++++ TEXTO CITADO
O blog da AWS
A importância das Multinacionais nas Capacidades Digitais no Brasil
Por Cleber Morais, Country Sales Director, Amazon Web Services (AWS)
Responder a essa pergunta é, definitivamente, um exercício de voltar no tempo, uma forma de colocar em retrospectiva – e, depois, em perspectiva – a história da tecnologia no mundo e no Brasil. É também voltar à minha própria história profissional. Afinal, com mais de 3 décadas atuando nesse mercado, creio ter algumas histórias para contar.
Minha trajetória profissional começa em 1988, quando ingressei, recém-formado em Engenharia Elétrica, na IBM. O mundo e o mercado de tecnologia não eram como os conhecemos hoje. Desde 1984 estava em vigência a Política Nacional de Informática (PNI), Lei Federal 7.232/84, popularmente conhecida como lei da reserva de mercado. Os controles de acesso à tecnologia e à atuação de empresas estrangeiras no Brasil, no entanto, existiam desde o início dos anos 1970, quando da criação da CAPRE – Comissão de Coordenação das Atividades de Processamento Eletrônico. O Brasil era um país fechado aos investimentos estrangeiros, numa tentativa de “proteger o mercado local”, o que não impediu que pouco antes do fim da década de 80, eu fosse um profissional de uma multinacional que atuava em solo brasileiro há mais de 70 anos. A PNI foi oficialmente extinta em 1992, conforme previsto no decreto de sua criação.
++++++++
## INSTRUÇÃO A:
Traduza para o inglês esta frase do texto citado: "A PNI foi oficialmente extinta em 1992, conforme previsto no decreto de sua criação."
++++ DADOS DE ENTRADA
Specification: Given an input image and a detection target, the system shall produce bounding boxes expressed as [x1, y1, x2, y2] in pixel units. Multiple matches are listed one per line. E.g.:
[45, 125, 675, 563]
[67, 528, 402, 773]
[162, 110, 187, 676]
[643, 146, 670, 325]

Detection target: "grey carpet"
++++++++
## INSTRUÇÃO B:
Devolva todas as linhas da listagem acima tal como aparecem, sem alterar nada.

## RESPOSTA ESPERADA A:
The PNI was officially abolished in 1992, as provided for in the decree that created it.

## RESPOSTA ESPERADA B:
Specification: Given an input image and a detection target, the system shall produce bounding boxes expressed as [x1, y1, x2, y2] in pixel units. Multiple matches are listed one per line. E.g.:
[45, 125, 675, 563]
[67, 528, 402, 773]
[162, 110, 187, 676]
[643, 146, 670, 325]

Detection target: "grey carpet"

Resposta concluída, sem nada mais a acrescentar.